_ACTION ITEM_:
In the listing below, find the line containing "Every instance of the blue" and the line containing "Every instance of the tree". Repeat exactly those two lines and every line between them.

DATASET RECORDS below:

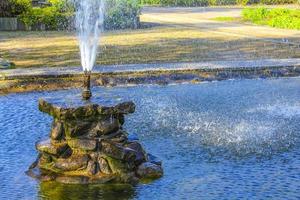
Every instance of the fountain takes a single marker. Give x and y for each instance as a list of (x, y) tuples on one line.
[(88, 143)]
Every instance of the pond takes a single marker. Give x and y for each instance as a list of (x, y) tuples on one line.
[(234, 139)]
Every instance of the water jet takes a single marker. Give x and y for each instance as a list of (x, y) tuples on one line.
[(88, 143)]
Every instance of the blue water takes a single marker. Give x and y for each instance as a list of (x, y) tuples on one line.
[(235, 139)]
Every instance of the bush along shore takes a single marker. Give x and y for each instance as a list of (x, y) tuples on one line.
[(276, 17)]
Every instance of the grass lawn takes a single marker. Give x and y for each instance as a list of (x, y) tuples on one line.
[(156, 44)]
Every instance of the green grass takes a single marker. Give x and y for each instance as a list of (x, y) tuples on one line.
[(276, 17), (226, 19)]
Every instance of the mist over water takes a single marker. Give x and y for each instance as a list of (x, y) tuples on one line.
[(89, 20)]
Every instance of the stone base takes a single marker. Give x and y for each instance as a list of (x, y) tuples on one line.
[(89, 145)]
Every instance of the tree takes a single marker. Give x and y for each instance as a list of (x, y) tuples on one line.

End of DATASET RECORDS.
DATASET RECORDS below:

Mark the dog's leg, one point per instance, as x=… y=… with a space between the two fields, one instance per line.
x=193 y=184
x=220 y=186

End of DATASET RECORDS.

_OUTPUT FOR THIS TASK_:
Every instance of the blue water takes a single marker. Give x and y for each instance as a list of (x, y) tuples on one line.
[(235, 139)]
Every instance of the bush along shore takes a single marker. Give x and y for each instance as a list of (x, y) tuples on one line.
[(276, 17)]
Every instance of the grass lawn takes a single marker. Give x and y for each instance as a list of (x, y) tuples on one line.
[(156, 44)]
Every instance of the green grass takes a single marker. Give x and y for each instance as a list of (x, y) tuples on one line.
[(276, 17), (226, 19)]
Every instance of the mist over water takes a single marker. Give x and y for each instance as a list of (x, y) tuples on one line.
[(89, 20)]
Every instance of the stone base takes a single marker. Give x and y for each instance as a list of (x, y) tuples on one line.
[(89, 145)]
Every instance of the tree takes a single marker. Give x and y for each instance as a list of (x, y) tuples on one line.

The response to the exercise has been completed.